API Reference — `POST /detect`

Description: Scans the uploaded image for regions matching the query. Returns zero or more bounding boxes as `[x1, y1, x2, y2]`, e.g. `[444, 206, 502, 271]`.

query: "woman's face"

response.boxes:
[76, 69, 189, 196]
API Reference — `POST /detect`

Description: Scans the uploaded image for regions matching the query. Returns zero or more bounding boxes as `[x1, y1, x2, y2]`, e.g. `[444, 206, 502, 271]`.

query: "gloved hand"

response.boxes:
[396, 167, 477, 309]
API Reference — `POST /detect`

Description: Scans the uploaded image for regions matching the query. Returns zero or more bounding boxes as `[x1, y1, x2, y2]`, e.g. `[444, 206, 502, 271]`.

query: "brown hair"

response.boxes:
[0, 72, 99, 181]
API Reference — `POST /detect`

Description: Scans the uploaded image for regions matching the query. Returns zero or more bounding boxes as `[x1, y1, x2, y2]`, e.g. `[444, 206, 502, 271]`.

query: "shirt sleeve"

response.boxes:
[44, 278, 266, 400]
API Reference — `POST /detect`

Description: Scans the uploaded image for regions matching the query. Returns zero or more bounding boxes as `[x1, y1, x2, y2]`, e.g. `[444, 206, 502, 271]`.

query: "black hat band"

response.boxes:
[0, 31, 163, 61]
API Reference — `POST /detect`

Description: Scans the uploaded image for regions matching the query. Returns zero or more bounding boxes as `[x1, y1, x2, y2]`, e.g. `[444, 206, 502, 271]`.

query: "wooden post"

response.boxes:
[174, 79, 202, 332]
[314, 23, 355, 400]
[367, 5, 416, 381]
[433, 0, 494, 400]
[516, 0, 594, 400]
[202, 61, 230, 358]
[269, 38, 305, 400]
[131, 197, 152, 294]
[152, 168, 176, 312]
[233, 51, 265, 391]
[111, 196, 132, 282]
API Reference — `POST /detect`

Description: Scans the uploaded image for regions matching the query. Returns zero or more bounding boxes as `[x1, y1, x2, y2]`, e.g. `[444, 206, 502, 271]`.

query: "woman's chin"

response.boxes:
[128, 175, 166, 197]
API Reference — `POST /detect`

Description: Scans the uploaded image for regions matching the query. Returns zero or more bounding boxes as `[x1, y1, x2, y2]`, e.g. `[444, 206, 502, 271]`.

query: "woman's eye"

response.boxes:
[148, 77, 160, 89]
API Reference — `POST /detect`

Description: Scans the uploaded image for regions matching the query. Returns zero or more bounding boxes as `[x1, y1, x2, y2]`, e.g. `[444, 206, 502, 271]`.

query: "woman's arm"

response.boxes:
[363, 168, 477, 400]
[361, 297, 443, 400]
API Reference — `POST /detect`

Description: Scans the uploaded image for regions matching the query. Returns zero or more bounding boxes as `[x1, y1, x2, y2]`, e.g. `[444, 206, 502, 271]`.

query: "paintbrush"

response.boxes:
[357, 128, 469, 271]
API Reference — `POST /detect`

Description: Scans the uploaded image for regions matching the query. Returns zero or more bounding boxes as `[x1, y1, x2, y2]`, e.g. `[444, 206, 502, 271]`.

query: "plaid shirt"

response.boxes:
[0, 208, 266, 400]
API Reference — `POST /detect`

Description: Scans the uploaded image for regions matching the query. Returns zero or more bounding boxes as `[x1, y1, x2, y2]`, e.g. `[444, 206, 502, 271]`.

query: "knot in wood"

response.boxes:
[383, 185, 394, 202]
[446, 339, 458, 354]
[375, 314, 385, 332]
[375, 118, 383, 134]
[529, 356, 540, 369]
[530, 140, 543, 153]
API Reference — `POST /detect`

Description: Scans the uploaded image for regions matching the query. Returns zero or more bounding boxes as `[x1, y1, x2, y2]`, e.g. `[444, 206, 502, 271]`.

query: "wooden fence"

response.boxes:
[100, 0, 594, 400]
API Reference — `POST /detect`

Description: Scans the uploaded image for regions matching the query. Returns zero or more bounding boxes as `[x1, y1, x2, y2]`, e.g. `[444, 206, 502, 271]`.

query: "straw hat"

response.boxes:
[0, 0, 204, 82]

════

**Work to be completed**
Add 47 to each bounding-box coordinate in the answers and write out every line of the data again, from the start of the data through the line containing "[76, 69, 189, 196]". Keep the sample box in the description line unchanged.

**The response**
API Reference — `POST /detect`

Description: Scans the uploaded image for regions matching the query. Returns zero or more bounding boxes as `[x1, y1, x2, y2]`, e.g. `[444, 206, 502, 271]`.

query: "woman's face"

response.boxes:
[123, 116, 236, 243]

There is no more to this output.